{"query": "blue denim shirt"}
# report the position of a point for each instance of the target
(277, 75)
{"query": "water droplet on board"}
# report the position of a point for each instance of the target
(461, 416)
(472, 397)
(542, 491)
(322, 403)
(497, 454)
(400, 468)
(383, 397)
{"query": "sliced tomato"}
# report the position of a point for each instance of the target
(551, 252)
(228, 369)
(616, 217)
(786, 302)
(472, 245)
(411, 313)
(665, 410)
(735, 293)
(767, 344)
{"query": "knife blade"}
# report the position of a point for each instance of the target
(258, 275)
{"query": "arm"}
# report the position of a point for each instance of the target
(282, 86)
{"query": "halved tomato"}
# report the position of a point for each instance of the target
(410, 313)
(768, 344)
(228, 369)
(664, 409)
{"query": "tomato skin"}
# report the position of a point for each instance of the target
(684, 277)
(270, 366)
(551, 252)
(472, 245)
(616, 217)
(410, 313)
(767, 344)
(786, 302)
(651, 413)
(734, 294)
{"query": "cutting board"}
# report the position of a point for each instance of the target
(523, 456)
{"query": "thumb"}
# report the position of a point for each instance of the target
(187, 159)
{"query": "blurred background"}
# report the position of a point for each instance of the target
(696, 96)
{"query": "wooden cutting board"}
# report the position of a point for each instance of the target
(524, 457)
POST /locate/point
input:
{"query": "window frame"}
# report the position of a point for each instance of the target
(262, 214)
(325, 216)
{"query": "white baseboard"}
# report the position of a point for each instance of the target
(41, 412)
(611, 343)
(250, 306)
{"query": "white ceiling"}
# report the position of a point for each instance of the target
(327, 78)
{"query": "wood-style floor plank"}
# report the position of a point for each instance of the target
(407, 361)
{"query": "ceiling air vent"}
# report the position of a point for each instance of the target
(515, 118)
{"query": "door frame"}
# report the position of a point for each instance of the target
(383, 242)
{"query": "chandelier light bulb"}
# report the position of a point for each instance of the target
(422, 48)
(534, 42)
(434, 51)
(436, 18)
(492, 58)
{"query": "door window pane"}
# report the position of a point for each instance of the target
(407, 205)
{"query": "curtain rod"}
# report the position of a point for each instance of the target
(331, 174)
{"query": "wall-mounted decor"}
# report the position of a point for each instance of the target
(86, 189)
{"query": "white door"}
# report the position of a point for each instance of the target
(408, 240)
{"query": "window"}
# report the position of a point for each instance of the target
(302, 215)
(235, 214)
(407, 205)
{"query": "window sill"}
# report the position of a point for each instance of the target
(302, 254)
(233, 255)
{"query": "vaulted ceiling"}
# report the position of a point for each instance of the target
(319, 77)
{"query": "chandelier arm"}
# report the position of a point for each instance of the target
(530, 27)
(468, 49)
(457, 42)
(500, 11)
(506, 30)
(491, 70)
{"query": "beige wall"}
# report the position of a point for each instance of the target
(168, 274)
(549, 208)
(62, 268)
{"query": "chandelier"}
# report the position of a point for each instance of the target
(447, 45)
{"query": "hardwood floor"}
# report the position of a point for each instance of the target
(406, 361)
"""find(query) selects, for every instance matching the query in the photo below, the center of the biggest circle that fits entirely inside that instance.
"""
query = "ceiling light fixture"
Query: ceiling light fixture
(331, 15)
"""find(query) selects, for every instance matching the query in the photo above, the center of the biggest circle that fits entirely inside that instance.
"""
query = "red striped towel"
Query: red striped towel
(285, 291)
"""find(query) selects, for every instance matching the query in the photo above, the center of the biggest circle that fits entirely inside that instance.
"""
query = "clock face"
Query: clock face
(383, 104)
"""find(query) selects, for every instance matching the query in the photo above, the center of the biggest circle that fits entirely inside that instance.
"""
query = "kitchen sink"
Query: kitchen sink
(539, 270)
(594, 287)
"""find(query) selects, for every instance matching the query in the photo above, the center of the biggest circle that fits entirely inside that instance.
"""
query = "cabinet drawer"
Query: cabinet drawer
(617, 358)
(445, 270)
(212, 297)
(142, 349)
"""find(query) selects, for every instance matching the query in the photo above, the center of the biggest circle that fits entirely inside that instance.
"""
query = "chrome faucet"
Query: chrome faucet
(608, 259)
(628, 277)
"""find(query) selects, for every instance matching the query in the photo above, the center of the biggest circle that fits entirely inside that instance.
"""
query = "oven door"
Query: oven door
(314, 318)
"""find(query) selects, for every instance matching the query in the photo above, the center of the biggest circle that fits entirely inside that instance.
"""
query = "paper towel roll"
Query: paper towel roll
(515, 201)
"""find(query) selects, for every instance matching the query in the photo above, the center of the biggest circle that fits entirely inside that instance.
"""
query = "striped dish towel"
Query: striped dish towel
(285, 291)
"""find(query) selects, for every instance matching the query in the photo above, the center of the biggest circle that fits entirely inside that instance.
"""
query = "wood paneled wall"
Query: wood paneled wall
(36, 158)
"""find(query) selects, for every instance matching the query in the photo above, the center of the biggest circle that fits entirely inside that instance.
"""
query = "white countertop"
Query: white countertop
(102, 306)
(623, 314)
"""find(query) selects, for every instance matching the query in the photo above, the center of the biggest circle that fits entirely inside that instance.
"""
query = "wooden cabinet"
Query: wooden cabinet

**********

### PROBLEM TO WORK ON
Write each record out again exactly.

### RESULT OF THIS EXERCISE
{"query": "blue denim shirt"}
# report the position of a point for each instance of the target
(277, 75)
{"query": "water droplet on board"}
# report the position of a point for each instance of the target
(461, 416)
(472, 397)
(542, 491)
(322, 403)
(497, 454)
(400, 468)
(383, 397)
{"query": "sliced tomato"}
# report the position of a point for each instance of the target
(551, 252)
(228, 369)
(616, 217)
(786, 302)
(472, 245)
(411, 313)
(665, 410)
(735, 293)
(767, 344)
{"query": "knife blade"}
# report the position of a point for each instance of the target
(258, 275)
{"query": "arm"}
# report the position of a point for each instance of the target
(282, 86)
{"query": "halved tomato"}
# report the position of a point for each instance of the target
(410, 313)
(768, 344)
(228, 369)
(664, 409)
{"query": "tomato skin"}
# report the position of a point for each instance of the target
(684, 277)
(270, 366)
(551, 252)
(472, 245)
(616, 217)
(410, 313)
(767, 344)
(786, 302)
(651, 413)
(734, 294)
{"query": "cutting board"}
# report the position of a point for each instance of the target
(523, 456)
{"query": "thumb"}
# report the position of a point for each instance of the target
(187, 159)
{"query": "blurred background"}
# report the position of a point for each instance of the target
(696, 96)
{"query": "wooden cutting board"}
# report the position of a point for each instance of the target
(524, 457)
POST /locate/point
input:
{"query": "window frame"}
# report the position of a point for each instance of the target
(262, 214)
(325, 216)
{"query": "white baseboard"}
# report the position of a point for each instance of the target
(41, 412)
(611, 343)
(250, 306)
{"query": "white ceiling"}
# report the position of a point for each instance of the target
(327, 78)
{"query": "wood-style floor plank"}
# report the position of a point for each instance of the target
(407, 361)
{"query": "ceiling air vent"}
# report the position of a point for each instance of the target
(515, 118)
{"query": "door frame"}
# report the position of a point for each instance of the target
(383, 242)
{"query": "chandelier light bulb"}
# report the position of a point for each instance of the target
(422, 48)
(534, 42)
(434, 51)
(436, 18)
(492, 58)
{"query": "door window pane"}
# report the position of a point for each instance of the target
(407, 205)
{"query": "curtain rod"}
# report the position of a point for each instance of the target
(331, 174)
{"query": "wall-mounted decor"}
# report the position of a point for each instance of the target
(86, 189)
{"query": "white door"}
# report the position of a point for each instance of the target
(408, 240)
{"query": "window"}
# report the position of a point for each instance of the target
(302, 215)
(235, 214)
(407, 205)
{"query": "window sill"}
# report the position of a point for each instance of the target
(302, 254)
(233, 255)
{"query": "vaulted ceiling"}
# report the position of a point for each instance of the target
(319, 77)
{"query": "chandelier arm"}
# report the position of a point for each instance of the target
(530, 27)
(468, 49)
(457, 42)
(500, 11)
(506, 30)
(491, 70)
{"query": "beige wall"}
# report the position of a point for each instance of the target
(168, 274)
(549, 208)
(62, 268)
{"query": "chandelier"}
# report the position of a point for each instance of the target
(447, 45)
{"query": "hardwood floor"}
# report the position of a point for each instance of the target
(406, 361)
"""find(query) selects, for every instance matching the query in the photo below, the center of the biggest circle that fits entirely inside that instance.
"""
query = "ceiling light fixture"
Query: ceiling light fixture
(331, 15)
"""find(query) selects, for every instance matching the query in the photo above, the center of the biggest circle that fits entirely inside that instance.
"""
query = "red striped towel"
Query: red striped towel
(285, 291)
"""find(query) selects, for every instance matching the query in the photo above, the center of the biggest circle that fits entirely inside that instance.
"""
query = "clock face"
Query: clock face
(383, 104)
"""find(query) selects, for every instance matching the query in the photo above, the center of the biggest circle that fits entirely inside that instance.
"""
query = "kitchen sink"
Query: kitchen sink
(539, 270)
(594, 287)
"""find(query) selects, for every instance matching the query in the photo above, the center of the biggest circle that fits entirely inside that instance.
"""
query = "cabinet drawer"
Query: cabinet drawer
(617, 358)
(445, 270)
(212, 297)
(142, 349)
"""find(query) selects, for every instance matching the query in the photo above, the center of the biggest circle that fits entirely inside that instance.
"""
query = "chrome faucet"
Query: chrome faucet
(608, 259)
(628, 277)
"""find(query) selects, for every instance matching the query in the photo above, the center of the biggest circle that fits entirely inside that instance.
"""
query = "oven door"
Query: oven door
(314, 318)
"""find(query) selects, for every instance matching the query in the photo above, the center of the biggest circle that fits entirely inside that instance.
"""
query = "paper towel roll"
Query: paper towel roll
(515, 201)
"""find(query) selects, for every instance matching the query in the photo above, the center of the biggest circle that fits entirely inside that instance.
"""
query = "striped dish towel"
Query: striped dish towel
(285, 291)
"""find(query) selects, for every instance matching the query in the photo above, the center of the biggest circle that fits entirely inside that instance.
"""
query = "wood paneled wall"
Query: wood paneled wall
(36, 158)
"""find(query) selects, for every instance matching the query in the photo above, the center of the biggest circle that fits entirely inside that instance.
"""
query = "white countertop"
Query: white countertop
(102, 306)
(623, 314)
"""find(query) selects, for every instance matching the query in the photo above, the center of the biggest circle that fits entirely inside that instance.
"""
query = "wooden cabinet"
Query: wooden cabinet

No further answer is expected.